Please copy the records word for word, from their start through the line that contains "[[222, 139]]", including both ends, and leave the pictures out of your answer.

** Start of SUPPLIED RECORDS **

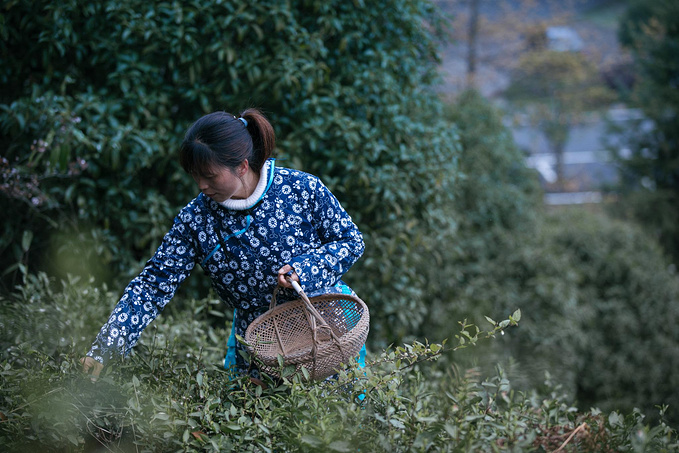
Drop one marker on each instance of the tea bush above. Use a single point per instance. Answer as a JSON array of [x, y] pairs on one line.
[[94, 101], [174, 396]]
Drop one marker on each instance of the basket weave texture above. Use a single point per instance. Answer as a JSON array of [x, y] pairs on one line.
[[319, 334]]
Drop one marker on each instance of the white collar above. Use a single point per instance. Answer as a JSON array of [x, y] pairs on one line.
[[265, 179]]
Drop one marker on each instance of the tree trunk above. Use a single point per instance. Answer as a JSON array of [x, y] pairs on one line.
[[472, 41]]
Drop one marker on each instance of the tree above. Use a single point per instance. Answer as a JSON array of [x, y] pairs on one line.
[[555, 90], [650, 173], [114, 84]]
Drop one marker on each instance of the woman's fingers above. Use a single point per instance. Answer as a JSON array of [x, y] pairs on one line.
[[91, 367], [284, 273]]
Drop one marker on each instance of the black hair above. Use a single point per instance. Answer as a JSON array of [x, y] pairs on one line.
[[222, 139]]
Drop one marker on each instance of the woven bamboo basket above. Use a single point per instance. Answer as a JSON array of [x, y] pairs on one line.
[[319, 334]]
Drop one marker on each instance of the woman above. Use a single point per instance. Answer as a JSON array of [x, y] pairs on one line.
[[252, 224]]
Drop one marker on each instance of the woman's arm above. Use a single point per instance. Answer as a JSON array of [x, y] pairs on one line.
[[144, 298], [342, 243]]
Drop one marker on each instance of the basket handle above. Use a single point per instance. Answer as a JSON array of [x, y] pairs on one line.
[[312, 315]]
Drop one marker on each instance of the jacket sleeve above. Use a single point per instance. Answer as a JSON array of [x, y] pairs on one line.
[[146, 295], [341, 243]]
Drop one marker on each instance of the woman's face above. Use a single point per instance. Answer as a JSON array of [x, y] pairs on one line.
[[221, 183]]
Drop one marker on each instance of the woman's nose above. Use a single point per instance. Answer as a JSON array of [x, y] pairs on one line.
[[202, 183]]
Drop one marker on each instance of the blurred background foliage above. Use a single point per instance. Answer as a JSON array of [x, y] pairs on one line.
[[94, 101]]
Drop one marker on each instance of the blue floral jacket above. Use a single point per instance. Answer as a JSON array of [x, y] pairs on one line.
[[292, 218]]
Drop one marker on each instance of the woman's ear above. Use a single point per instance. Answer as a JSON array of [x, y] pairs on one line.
[[243, 168]]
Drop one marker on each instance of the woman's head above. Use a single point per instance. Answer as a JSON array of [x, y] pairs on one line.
[[221, 139]]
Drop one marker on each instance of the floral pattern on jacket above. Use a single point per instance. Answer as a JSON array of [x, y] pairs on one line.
[[297, 221]]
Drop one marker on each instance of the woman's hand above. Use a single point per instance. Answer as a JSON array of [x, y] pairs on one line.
[[91, 367], [286, 271]]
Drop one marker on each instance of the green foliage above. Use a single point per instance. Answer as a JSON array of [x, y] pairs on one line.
[[161, 400], [601, 306], [104, 92], [650, 186], [555, 90], [628, 311], [496, 201]]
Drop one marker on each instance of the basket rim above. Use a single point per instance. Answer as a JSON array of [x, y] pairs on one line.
[[327, 348]]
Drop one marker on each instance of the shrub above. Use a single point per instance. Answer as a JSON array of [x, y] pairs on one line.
[[95, 100], [164, 399]]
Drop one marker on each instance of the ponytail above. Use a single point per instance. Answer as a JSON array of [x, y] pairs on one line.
[[220, 138], [263, 137]]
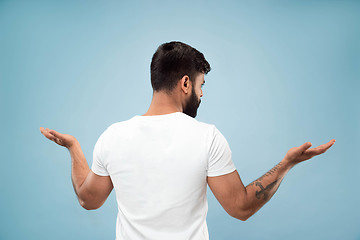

** End of SUPPLIED RECORDS **

* **WRITTEN ANSWER**:
Drop one marker on each instance of the tea bush above. Use a single point per instance. Answer as a JSON array of [x, y] pairs on one line.
[[94, 101], [174, 396]]
Drop one marker on each instance of the basket weave texture above. Use a single point per instance. Answer as a JSON array of [x, y] pairs on one line.
[[319, 334]]
Drop one marker on each instance of the white collar above. Use a single point per instance. Answer as a JSON array of [x, y] pairs on one line.
[[265, 179]]
Drop one marker on each instance of the tree trunk above. Use a single point per instance. Answer as a JSON array of [x, y] pairs on one line.
[[472, 41]]
Drop one marker on each instance of the tree above. Use a single point per instance. Answer as a JSON array of [x, y] pairs on one line.
[[555, 90], [650, 173], [114, 84]]
Drop one marker on each instance of the woman's fingers above. Use a single point per instance. Answer as a JSON array of [x, y] pairs on one line.
[[91, 367], [284, 273]]
Drop one marker on each instance of the black hair above. Use a single point per instance. Answer as a JSON array of [x, y] pairs on one line.
[[222, 139]]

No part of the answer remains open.